=== WORK TO DO ===
Set down exactly the lines from the one containing "green grass pitch." through the last line of the records below, both included, and nothing else.

[Items from a data source]
▽

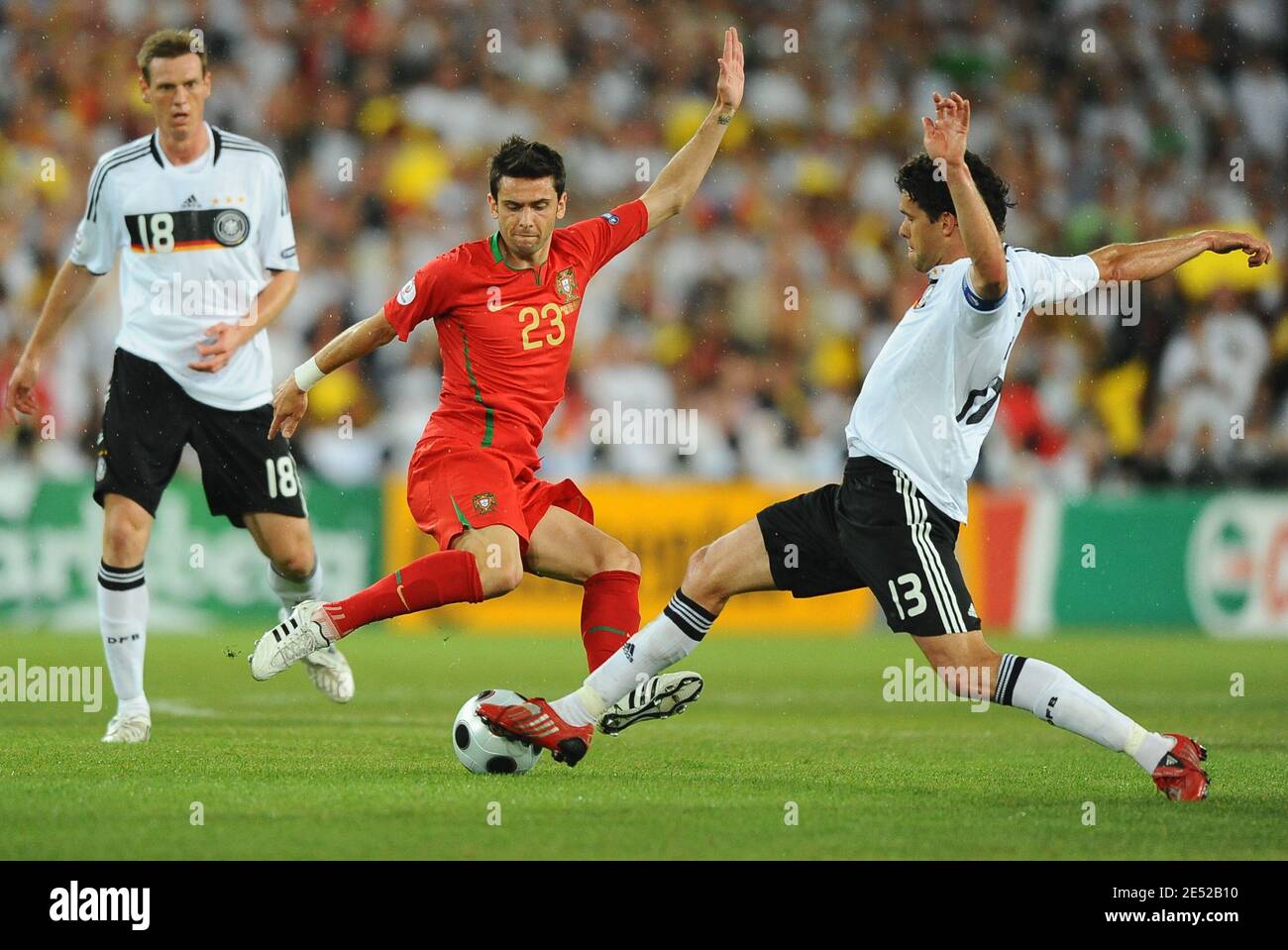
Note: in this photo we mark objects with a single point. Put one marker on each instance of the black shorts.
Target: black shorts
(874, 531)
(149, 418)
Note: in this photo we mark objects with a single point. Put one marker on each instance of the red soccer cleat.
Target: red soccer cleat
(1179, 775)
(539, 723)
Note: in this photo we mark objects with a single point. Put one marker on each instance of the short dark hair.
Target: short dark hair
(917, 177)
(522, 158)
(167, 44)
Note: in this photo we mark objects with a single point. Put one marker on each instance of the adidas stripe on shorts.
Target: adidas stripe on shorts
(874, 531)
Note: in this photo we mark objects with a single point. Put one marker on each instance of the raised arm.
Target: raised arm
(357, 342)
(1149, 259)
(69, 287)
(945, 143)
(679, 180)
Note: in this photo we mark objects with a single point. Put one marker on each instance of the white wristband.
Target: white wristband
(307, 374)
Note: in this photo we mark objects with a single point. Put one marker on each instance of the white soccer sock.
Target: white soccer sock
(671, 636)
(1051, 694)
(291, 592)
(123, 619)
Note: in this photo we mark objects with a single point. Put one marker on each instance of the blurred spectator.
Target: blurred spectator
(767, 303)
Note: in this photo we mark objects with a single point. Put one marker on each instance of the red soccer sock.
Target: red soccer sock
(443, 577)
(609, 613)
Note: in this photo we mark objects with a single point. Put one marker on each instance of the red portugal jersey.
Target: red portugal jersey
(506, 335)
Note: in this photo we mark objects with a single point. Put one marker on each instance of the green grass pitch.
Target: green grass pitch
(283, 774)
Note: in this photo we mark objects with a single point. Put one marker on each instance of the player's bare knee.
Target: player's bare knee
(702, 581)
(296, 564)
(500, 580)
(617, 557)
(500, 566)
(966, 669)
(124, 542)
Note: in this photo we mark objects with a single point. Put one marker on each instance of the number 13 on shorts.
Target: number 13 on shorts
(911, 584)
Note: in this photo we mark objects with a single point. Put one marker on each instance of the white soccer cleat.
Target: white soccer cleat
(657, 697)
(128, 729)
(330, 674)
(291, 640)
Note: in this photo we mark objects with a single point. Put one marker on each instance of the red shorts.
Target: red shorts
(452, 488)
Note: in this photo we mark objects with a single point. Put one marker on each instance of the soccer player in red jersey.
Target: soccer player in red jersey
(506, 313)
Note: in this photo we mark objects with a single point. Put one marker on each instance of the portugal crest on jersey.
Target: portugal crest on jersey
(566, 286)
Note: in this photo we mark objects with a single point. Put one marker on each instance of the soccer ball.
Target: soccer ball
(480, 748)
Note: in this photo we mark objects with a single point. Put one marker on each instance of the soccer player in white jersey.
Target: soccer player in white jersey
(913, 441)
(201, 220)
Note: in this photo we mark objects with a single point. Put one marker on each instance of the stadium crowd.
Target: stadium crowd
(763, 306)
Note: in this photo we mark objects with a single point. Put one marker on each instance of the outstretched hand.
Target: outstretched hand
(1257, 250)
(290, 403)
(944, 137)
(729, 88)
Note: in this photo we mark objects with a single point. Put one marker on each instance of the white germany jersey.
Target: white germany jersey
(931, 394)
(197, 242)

△

=== TASK SOLUTION ===
Note: in this photo we mark objects with a single point. Put one marker on each instance of the green grass pitch.
Target: green grass pitch
(283, 774)
Note: in this photo we mark objects with a single point. Put one marker on each instance of the player's bare knee.
Target: player's bare knee
(702, 581)
(296, 564)
(500, 580)
(617, 557)
(500, 566)
(966, 669)
(124, 542)
Note: in this photo we mark objects with a single point. Put one marker on each instance of the number 13 on shorts.
Target: number 13 on shorts
(911, 584)
Note: in this photo we mark objects with a single point. Put one marker on each instance of the white soccer cleat.
Target: white soccer cleat
(657, 697)
(128, 729)
(330, 674)
(291, 640)
Note: in this photo we mark objects with a single point. Put one marker on each instance of the red shorts.
Target: red shorts
(452, 488)
Note: in this photo we mark objects with a single point. Put one marker on each instance of the soccer player in red jersey.
Target: soccer player in red jersey
(506, 313)
Note: in this photo we mark objects with a single point. Put one marker on each instance of the portugal crest on jersey.
Target: portugal crest on jersey
(566, 286)
Note: in this photo we mark objects with a single point. Put one marker on each instance of the soccer ball.
Target: soccer ball
(480, 748)
Note: in this photo we mark objects with a single point. Put one marker on each instance of the soccer player in white jersey.
Target: soccer player in white jersey
(913, 441)
(201, 220)
Note: in this photo we mark objects with a single point. Put one marker on each instance of the stadium crowd.
Target: stadium crowd
(763, 306)
Note: in this photo we mark objects with a single point. Put one marker on each instance of the outstretched hand.
Target: outstretched hand
(1257, 250)
(290, 403)
(944, 137)
(729, 88)
Note: in this photo we mark objects with a single point. Put one marker on each instance of the white germany jersey.
Target: white germany jersey
(931, 394)
(197, 242)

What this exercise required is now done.